» WORK REQUEST
A line containing "Identify the man in" appears in the material below. Return exactly every line from the first through that one, and only those.

────────────────────

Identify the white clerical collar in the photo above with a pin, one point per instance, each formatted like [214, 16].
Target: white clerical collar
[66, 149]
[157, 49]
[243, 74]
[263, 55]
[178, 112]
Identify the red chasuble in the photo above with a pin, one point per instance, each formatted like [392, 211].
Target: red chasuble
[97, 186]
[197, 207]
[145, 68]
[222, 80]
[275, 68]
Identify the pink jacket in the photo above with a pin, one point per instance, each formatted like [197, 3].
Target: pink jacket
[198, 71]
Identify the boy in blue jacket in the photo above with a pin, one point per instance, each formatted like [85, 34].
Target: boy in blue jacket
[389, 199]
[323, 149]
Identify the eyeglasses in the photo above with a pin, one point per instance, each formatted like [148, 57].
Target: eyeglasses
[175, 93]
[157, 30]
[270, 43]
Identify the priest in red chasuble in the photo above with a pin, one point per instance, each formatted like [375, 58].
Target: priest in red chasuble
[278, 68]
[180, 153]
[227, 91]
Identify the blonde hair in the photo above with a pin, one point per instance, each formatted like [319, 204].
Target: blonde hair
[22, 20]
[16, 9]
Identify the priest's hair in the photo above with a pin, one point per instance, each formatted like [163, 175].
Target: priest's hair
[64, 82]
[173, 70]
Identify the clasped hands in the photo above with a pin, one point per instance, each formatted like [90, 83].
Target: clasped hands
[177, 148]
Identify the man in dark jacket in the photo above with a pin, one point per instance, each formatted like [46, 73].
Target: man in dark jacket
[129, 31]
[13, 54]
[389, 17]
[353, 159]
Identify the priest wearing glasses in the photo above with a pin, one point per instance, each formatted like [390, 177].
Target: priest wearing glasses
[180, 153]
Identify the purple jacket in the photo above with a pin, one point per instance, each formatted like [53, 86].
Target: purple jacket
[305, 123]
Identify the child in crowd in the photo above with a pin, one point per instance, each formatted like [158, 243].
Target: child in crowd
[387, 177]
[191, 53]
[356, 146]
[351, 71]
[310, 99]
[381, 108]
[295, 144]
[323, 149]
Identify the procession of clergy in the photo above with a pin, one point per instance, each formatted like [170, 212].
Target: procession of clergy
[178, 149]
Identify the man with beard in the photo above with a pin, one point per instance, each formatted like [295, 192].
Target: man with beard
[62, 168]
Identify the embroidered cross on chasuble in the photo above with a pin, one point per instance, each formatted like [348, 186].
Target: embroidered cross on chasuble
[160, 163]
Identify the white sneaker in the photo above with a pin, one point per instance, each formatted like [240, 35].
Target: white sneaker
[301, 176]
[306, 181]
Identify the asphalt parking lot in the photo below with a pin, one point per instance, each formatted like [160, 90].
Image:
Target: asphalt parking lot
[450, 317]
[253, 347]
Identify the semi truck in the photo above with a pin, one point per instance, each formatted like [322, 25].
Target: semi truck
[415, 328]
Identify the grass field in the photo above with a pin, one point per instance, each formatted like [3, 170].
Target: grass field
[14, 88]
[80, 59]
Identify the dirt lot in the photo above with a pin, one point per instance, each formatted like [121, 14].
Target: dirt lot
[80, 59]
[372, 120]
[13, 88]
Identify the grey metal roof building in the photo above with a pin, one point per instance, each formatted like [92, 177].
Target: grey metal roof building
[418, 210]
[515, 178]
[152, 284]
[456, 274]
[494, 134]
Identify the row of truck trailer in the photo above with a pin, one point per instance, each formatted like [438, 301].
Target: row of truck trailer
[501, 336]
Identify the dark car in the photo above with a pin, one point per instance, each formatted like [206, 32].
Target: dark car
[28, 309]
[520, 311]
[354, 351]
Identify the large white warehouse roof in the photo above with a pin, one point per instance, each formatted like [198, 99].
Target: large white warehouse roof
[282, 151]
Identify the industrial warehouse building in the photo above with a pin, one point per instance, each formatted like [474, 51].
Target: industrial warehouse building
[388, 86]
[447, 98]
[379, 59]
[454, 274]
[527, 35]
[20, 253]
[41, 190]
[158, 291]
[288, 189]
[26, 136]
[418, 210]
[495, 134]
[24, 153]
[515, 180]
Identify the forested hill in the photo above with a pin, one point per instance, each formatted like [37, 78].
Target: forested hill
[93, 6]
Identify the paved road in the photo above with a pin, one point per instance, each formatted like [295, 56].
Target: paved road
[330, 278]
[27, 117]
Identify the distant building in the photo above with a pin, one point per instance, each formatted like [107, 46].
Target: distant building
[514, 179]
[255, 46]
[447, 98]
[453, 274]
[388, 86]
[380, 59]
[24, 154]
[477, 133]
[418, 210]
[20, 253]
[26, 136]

────────────────────

» PROBLEM SOLUTION
Identify the white clerical collar in the photo above with a pin, one point per instance, each formatted like [214, 16].
Target: white clerical collar
[66, 149]
[157, 49]
[243, 74]
[263, 55]
[178, 112]
Identify the red chasuble in the photo above with a pin, one point per instance, each formatted like [392, 211].
Target: red chasuble
[97, 186]
[197, 207]
[145, 68]
[222, 80]
[275, 68]
Identify the pink jacket in the photo above with a pin, one point per instance, each formatted like [197, 3].
Target: pink jacket
[198, 71]
Identify the boy in blue jacket in the photo above with a pin, one point per instance, each formatted like [85, 34].
Target: boy in blue jacket
[389, 199]
[323, 149]
Identify the eyeglasses in the photo above with a pin, one point per instance, each formatted like [148, 57].
Target: eyeglasses
[175, 93]
[157, 30]
[270, 43]
Identify the priest in red chasuble in the photo above with a pin, one point per instance, each formatted like [375, 58].
Target: priest in red chasuble
[278, 68]
[180, 153]
[227, 91]
Identify the blonde hair in the photo above with a pin, one point per instance, each formatted like [319, 204].
Target: blonde hair
[22, 20]
[16, 9]
Identify the priest's hair in the photo above with a pin, one point per instance, each formatted like [163, 175].
Target: priest's hair
[64, 82]
[173, 70]
Identify the clasped hands in the photo above with a pin, one point per instance, each formatted like [90, 83].
Target: clasped hands
[177, 148]
Identify the man in dark jacket in the photo above with a pin, one point per instance, each formatted like [46, 73].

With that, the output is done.